Fragmento del documento:
· · ·

Tan solo en su primer año de andadura, la firma obtuvo 4.000 dólares de beneficios con unos ingresos de 450.000 dólares. El inicio de la guerra civil en 1861 y la oleada de pedidos del Ejército hicieron subir los precios como la espuma, consolidando el éxito del negocio. Dos años antes se había producido el acontecimiento que cambiaría la vida de Rockefeller: el descubrimiento de petróleo en Titusville, Pensilvania.

Rockefeller and Andrews

Samuel Andrews, un químico inglés, le convenció para que invirtiera en la refinería que proyectaba construir en Cleveland. Así fue como nacieron Andrews, Clark and Co. Pero la industria petrolera, aún en mantillas, era un negocio tan arriesgado y especulativo que la firma no despegó. Audaz como nunca, Rockefeller la compró pidiendo un préstamo, y en 1865 fundó Rockefeller and Andrews, reseñó la revista Historia y Vida, número 540.

· · ·

Ejercicios por resolver:
1. Enumera todos los lugares geográficos que se nombran en el fragmento sobre Rockefeller.
2. Devuelve sin cambios el pasaje del fragmento sobre Rockefeller que empieza en "Tan solo en" y acaba en "en Titusville, Pensilvania.".
El listado constituye un material independiente del fragmento sobre Rockefeller.

Datos proporcionados:
· · ·

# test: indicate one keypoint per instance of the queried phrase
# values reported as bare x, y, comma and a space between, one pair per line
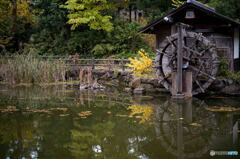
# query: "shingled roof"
195, 5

· · ·

Soluciones por ejercicio:
1.
- Titusville
- Pensilvania
- Cleveland

2.
Tan solo en su primer año de andadura, la firma obtuvo 4.000 dólares de beneficios con unos ingresos de 450.000 dólares. El inicio de la guerra civil en 1861 y la oleada de pedidos del Ejército hicieron subir los precios como la espuma, consolidando el éxito del negocio. Dos años antes se había producido el acontecimiento que cambiaría la vida de Rockefeller: el descubrimiento de petróleo en Titusville, Pensilvania.